> _Problem requirements_
Count the lines in the rows below that contain the string "then", matching case exactly, and reply with only that number.

> _Exercise material_
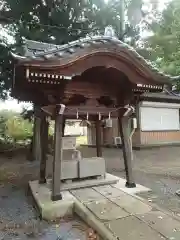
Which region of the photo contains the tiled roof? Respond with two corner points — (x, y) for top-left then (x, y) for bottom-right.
(12, 36), (180, 81)
(140, 92), (180, 101)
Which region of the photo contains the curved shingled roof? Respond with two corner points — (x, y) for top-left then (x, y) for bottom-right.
(12, 36), (180, 83)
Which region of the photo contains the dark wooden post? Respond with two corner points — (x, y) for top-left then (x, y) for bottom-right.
(62, 117), (66, 137)
(51, 105), (65, 201)
(96, 119), (102, 157)
(39, 116), (49, 184)
(119, 111), (136, 188)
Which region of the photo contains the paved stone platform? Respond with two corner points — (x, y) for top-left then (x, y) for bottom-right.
(28, 176), (180, 240)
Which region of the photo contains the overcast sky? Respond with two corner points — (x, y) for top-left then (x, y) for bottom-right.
(0, 0), (171, 112)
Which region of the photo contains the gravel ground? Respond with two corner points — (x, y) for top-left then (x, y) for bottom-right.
(0, 184), (91, 240)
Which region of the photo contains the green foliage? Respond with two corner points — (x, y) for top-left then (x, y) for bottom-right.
(0, 111), (32, 143)
(7, 116), (32, 142)
(0, 0), (152, 99)
(146, 0), (180, 76)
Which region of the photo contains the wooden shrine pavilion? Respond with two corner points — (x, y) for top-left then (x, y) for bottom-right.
(12, 31), (174, 201)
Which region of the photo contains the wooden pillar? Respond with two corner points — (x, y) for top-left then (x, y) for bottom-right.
(119, 116), (136, 188)
(33, 116), (41, 161)
(62, 117), (66, 137)
(51, 105), (64, 201)
(96, 119), (102, 157)
(39, 116), (49, 184)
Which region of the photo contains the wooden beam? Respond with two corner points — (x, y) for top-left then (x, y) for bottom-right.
(39, 116), (49, 184)
(96, 119), (102, 157)
(119, 116), (136, 188)
(51, 106), (63, 201)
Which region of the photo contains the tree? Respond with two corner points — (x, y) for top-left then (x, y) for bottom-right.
(6, 115), (32, 143)
(145, 0), (180, 76)
(0, 0), (156, 99)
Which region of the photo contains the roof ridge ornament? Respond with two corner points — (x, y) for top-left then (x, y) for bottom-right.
(104, 25), (117, 38)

> _Output for this task_
12